* start AVAILABLE RECORDS *

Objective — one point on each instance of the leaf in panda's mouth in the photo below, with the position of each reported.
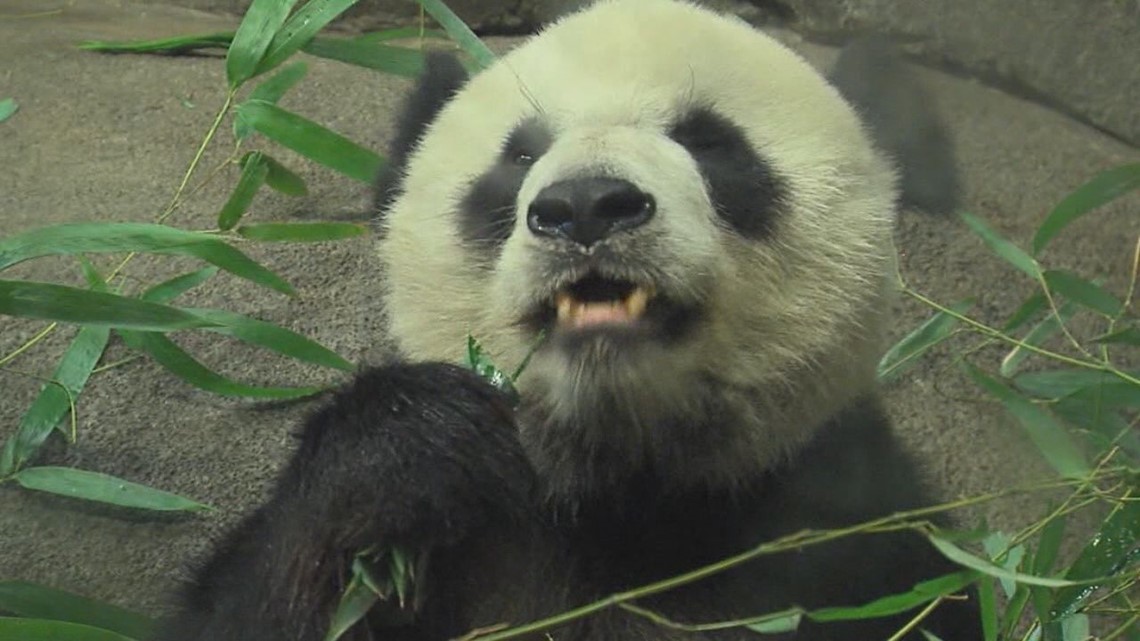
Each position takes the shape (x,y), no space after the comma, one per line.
(596,301)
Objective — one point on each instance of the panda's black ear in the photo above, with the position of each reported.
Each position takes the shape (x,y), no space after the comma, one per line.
(442,78)
(902,120)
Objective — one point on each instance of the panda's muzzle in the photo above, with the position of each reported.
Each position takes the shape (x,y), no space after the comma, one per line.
(587,210)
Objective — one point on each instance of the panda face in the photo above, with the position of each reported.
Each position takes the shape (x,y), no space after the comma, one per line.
(692,218)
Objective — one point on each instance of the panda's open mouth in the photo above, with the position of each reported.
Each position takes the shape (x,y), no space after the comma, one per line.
(596,300)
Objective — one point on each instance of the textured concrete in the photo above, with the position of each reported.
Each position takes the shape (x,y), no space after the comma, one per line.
(107,138)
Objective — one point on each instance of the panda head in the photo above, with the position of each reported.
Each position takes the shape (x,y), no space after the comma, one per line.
(692,218)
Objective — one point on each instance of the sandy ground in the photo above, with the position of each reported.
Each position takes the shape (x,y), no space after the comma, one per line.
(106,138)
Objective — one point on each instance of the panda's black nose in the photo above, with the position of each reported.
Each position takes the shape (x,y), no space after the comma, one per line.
(587,210)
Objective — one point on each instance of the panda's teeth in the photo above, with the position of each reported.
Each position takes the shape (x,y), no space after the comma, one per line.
(636,301)
(577,314)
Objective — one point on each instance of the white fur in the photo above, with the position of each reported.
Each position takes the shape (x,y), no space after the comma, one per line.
(792,322)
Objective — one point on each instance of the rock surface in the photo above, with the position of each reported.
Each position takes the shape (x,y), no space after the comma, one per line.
(106,138)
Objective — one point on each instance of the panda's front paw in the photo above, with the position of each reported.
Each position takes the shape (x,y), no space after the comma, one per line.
(412,454)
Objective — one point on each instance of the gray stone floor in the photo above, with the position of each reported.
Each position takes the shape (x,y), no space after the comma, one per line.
(107,138)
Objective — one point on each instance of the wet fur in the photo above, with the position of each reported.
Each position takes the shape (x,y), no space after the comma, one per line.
(629,460)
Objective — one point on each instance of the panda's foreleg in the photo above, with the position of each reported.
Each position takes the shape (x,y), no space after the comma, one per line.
(418,459)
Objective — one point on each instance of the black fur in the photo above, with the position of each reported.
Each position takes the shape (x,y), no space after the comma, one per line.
(442,76)
(901,116)
(743,188)
(489,208)
(425,459)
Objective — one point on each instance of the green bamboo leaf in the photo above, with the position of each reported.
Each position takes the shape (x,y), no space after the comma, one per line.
(8,107)
(1083,292)
(1040,333)
(301,232)
(42,630)
(104,237)
(300,29)
(397,61)
(185,366)
(103,488)
(1128,335)
(284,180)
(1057,383)
(270,90)
(1105,187)
(1006,250)
(896,603)
(70,305)
(30,600)
(778,623)
(963,558)
(253,176)
(355,603)
(1025,311)
(260,24)
(935,330)
(274,338)
(169,290)
(480,363)
(55,399)
(459,32)
(311,140)
(1048,435)
(179,45)
(1109,552)
(402,33)
(987,607)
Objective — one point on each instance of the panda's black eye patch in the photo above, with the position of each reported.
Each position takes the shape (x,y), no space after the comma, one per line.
(488,209)
(742,185)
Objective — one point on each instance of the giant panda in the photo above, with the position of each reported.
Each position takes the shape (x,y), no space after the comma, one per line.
(693,227)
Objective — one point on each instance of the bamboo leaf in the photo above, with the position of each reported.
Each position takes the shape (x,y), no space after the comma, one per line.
(1048,435)
(55,399)
(1040,333)
(108,237)
(935,330)
(42,630)
(1083,292)
(274,338)
(270,90)
(896,603)
(1107,554)
(301,232)
(778,623)
(1104,188)
(459,32)
(355,603)
(402,33)
(179,45)
(260,24)
(397,61)
(185,366)
(1006,250)
(253,176)
(169,290)
(311,140)
(284,180)
(71,305)
(30,600)
(102,488)
(300,29)
(8,107)
(963,558)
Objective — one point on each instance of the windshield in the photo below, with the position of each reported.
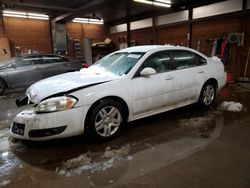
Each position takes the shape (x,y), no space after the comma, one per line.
(8,61)
(118,63)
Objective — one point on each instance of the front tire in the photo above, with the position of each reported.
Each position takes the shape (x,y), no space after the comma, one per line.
(207,95)
(106,120)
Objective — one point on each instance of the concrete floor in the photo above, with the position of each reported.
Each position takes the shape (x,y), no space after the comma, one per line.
(188,147)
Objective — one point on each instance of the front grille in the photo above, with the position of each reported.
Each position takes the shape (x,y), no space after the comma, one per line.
(18,128)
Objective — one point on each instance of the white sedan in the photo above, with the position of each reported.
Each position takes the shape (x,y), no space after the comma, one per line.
(124,86)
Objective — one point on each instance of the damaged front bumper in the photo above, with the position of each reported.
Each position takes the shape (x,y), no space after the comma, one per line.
(28,125)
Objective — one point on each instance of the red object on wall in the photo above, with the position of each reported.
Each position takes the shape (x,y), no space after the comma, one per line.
(229,78)
(223,46)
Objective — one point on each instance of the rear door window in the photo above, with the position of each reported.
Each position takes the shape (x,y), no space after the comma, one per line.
(159,61)
(53,59)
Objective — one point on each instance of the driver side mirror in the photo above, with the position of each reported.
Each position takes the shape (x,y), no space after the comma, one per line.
(147,71)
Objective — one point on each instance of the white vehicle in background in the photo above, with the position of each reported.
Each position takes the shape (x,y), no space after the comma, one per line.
(126,85)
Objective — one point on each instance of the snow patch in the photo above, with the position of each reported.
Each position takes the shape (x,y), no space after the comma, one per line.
(4,183)
(84,162)
(231,106)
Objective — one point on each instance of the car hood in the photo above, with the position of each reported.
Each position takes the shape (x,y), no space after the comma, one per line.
(65,83)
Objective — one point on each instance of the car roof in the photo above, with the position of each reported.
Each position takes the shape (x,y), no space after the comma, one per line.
(147,48)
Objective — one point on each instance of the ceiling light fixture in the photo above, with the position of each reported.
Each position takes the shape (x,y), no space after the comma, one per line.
(17,14)
(144,1)
(88,20)
(162,3)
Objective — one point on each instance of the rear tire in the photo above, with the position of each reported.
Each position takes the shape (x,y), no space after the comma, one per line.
(106,120)
(207,95)
(2,86)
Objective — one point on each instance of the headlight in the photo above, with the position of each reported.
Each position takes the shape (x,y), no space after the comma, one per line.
(56,104)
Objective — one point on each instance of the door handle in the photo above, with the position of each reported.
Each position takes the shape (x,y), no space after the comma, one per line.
(169,77)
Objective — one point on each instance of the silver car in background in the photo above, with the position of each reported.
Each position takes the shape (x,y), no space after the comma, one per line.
(21,72)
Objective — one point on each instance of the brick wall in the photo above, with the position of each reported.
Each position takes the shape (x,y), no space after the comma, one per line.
(202,31)
(29,34)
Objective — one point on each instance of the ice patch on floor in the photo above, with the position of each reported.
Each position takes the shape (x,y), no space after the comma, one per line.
(196,122)
(231,106)
(84,162)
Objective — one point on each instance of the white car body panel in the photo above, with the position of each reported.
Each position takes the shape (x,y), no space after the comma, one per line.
(144,96)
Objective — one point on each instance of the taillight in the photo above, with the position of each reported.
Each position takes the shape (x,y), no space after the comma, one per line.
(85,65)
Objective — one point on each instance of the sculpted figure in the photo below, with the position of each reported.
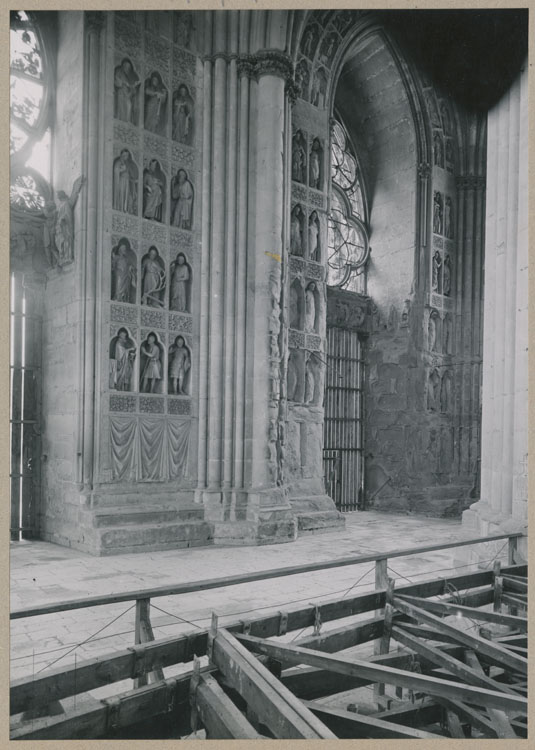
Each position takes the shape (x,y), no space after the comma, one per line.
(179,282)
(314,251)
(179,364)
(125,183)
(182,199)
(152,370)
(152,279)
(126,83)
(123,272)
(296,231)
(155,104)
(183,115)
(123,355)
(310,307)
(153,191)
(58,229)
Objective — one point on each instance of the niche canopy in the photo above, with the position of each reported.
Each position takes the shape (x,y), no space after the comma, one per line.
(348,247)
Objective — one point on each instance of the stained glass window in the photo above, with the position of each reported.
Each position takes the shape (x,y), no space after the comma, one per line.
(348,248)
(29,141)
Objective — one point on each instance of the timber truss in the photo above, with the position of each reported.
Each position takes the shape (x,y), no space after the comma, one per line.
(449,660)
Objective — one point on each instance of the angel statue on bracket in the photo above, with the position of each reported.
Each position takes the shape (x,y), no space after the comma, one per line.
(59,226)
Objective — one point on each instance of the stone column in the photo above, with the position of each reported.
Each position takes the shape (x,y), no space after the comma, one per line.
(502,506)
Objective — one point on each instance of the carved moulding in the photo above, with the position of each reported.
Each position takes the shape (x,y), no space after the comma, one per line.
(145,449)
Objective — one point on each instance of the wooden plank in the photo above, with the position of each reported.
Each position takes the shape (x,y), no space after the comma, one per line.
(454,726)
(499,719)
(448,608)
(443,659)
(276,707)
(90,674)
(194,586)
(493,651)
(515,584)
(390,675)
(220,717)
(348,725)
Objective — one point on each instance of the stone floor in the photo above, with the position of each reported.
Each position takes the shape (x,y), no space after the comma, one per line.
(43,572)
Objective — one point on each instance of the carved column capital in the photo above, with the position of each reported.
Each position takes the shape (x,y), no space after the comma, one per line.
(94,21)
(424,170)
(470,182)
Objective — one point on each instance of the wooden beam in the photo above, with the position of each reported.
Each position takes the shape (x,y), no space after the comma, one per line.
(274,704)
(448,608)
(218,714)
(499,719)
(443,659)
(348,725)
(390,675)
(493,651)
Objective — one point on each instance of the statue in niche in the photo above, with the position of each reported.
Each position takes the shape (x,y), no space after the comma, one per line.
(126,85)
(182,115)
(433,388)
(436,279)
(310,307)
(122,357)
(448,334)
(438,150)
(295,306)
(445,393)
(180,276)
(314,249)
(302,78)
(181,200)
(183,28)
(328,49)
(123,272)
(152,278)
(155,104)
(319,88)
(154,183)
(437,213)
(179,365)
(310,41)
(151,364)
(58,230)
(125,176)
(446,273)
(432,331)
(446,118)
(316,153)
(448,218)
(299,158)
(296,230)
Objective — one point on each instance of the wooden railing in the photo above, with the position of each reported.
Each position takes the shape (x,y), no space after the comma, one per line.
(142,597)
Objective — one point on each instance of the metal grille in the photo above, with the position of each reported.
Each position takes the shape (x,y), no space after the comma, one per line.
(25,372)
(343,450)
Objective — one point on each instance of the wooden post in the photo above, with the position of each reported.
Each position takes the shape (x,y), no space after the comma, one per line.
(512,548)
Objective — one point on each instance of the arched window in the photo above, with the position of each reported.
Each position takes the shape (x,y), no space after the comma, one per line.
(348,247)
(29,138)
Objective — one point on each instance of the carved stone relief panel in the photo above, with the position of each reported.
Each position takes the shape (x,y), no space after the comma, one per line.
(154,190)
(156,96)
(123,270)
(151,364)
(182,200)
(122,352)
(179,367)
(153,278)
(125,181)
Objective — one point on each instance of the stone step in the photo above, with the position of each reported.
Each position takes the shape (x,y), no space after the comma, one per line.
(145,514)
(130,537)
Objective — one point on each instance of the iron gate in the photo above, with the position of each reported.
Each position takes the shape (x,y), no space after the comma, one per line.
(25,408)
(342,438)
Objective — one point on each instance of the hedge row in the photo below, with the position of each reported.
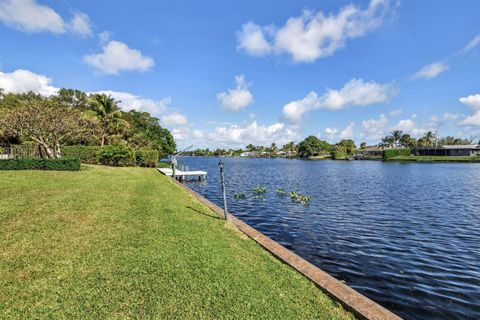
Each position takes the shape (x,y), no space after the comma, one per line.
(63,164)
(115,155)
(86,154)
(390,153)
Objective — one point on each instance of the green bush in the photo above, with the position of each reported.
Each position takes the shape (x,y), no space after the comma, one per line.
(390,153)
(117,155)
(63,164)
(146,158)
(339,155)
(86,154)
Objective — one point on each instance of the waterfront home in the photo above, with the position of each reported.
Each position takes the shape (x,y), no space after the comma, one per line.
(372,152)
(468,150)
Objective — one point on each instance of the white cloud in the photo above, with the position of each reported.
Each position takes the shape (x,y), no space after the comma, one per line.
(117,57)
(396,112)
(174,119)
(20,81)
(251,39)
(333,134)
(472,101)
(181,134)
(356,92)
(410,126)
(198,134)
(313,35)
(375,127)
(472,44)
(447,116)
(30,16)
(130,101)
(238,98)
(431,71)
(81,24)
(253,133)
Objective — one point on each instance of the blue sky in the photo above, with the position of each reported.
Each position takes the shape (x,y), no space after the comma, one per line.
(230,73)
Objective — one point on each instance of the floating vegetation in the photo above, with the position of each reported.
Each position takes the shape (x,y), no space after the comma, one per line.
(258,197)
(300,198)
(259,190)
(239,195)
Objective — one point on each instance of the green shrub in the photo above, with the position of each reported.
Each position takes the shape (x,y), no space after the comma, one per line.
(146,158)
(86,154)
(63,164)
(390,153)
(117,155)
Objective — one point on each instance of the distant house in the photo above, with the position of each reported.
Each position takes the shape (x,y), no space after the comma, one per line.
(468,150)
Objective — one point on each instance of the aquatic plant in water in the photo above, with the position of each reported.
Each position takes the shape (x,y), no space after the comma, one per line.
(259,190)
(239,195)
(300,198)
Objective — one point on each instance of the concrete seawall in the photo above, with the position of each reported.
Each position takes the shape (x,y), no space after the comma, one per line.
(361,306)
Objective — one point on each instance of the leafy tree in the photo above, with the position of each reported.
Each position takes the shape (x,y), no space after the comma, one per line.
(396,136)
(251,147)
(145,131)
(108,113)
(72,98)
(312,146)
(48,124)
(428,139)
(406,141)
(348,145)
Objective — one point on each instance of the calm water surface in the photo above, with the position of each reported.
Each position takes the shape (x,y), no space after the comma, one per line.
(407,235)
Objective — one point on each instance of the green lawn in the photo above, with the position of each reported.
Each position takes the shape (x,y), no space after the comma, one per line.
(120,243)
(435,159)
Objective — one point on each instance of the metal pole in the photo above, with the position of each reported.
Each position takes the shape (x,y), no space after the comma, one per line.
(222,178)
(174,162)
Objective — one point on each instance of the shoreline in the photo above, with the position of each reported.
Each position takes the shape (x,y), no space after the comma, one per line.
(352,300)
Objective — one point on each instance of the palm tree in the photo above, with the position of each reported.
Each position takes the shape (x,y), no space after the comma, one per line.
(108,112)
(396,136)
(429,138)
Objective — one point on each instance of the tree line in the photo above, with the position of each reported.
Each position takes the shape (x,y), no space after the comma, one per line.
(73,117)
(312,146)
(399,139)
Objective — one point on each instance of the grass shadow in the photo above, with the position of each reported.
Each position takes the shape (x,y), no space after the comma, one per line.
(212,215)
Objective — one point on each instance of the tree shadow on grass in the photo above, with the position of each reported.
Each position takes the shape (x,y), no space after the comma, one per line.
(210,215)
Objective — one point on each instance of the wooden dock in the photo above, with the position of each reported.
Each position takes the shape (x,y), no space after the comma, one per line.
(183,175)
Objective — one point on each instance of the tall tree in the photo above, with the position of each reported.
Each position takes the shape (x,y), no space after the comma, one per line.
(48,124)
(312,146)
(108,113)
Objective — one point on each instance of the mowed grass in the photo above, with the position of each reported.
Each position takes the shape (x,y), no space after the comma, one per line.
(435,159)
(122,243)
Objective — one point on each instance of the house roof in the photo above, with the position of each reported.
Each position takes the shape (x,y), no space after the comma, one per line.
(461,146)
(372,149)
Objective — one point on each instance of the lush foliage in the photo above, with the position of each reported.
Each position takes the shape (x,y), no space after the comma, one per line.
(390,153)
(46,123)
(146,158)
(92,154)
(435,159)
(73,117)
(71,250)
(398,139)
(87,154)
(312,146)
(117,155)
(62,164)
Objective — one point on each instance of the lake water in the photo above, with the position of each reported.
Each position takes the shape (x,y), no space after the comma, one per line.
(407,235)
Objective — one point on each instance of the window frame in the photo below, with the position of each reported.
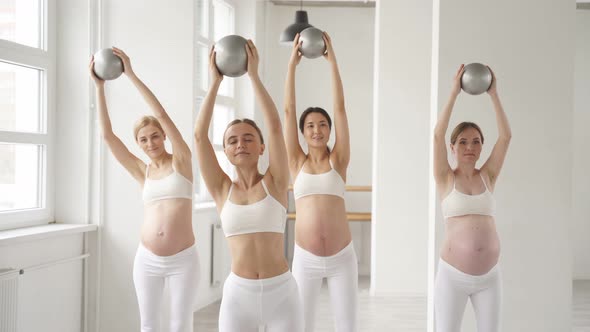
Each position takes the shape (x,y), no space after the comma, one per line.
(44,59)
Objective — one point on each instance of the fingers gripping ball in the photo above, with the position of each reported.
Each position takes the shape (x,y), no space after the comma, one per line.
(476,79)
(107,65)
(230,56)
(312,43)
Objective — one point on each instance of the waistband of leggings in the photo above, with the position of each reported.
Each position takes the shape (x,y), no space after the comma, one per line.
(183,253)
(443,264)
(349,249)
(256,283)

* end AVAILABLE RECORDS *

WHAT THE EXERCISE ASKS: Give again, unchanged, only the lines from the line containing "Objective — one point on each instance of the window" to the last line of the records above. Pictures do not belong in the copy.

EXPECTED ANSWER:
Objective — one point on each instance of the window frame in the photo below, with the position of each reported.
Each position takes the shape (x,y), no space after the comma, one per line.
(44,59)
Objective — one point on each instance of the fingers gripping ball in the photo above, with the position of each reported.
Each position takes the shape (x,y), no space after the comma, one per line.
(476,79)
(107,65)
(230,56)
(312,43)
Objective — one point on each instance of the waistband of leggings in the photo above, with the position of each reported.
Each position takes the shape (x,y), no space after the comma, one per line.
(183,253)
(443,264)
(349,249)
(256,283)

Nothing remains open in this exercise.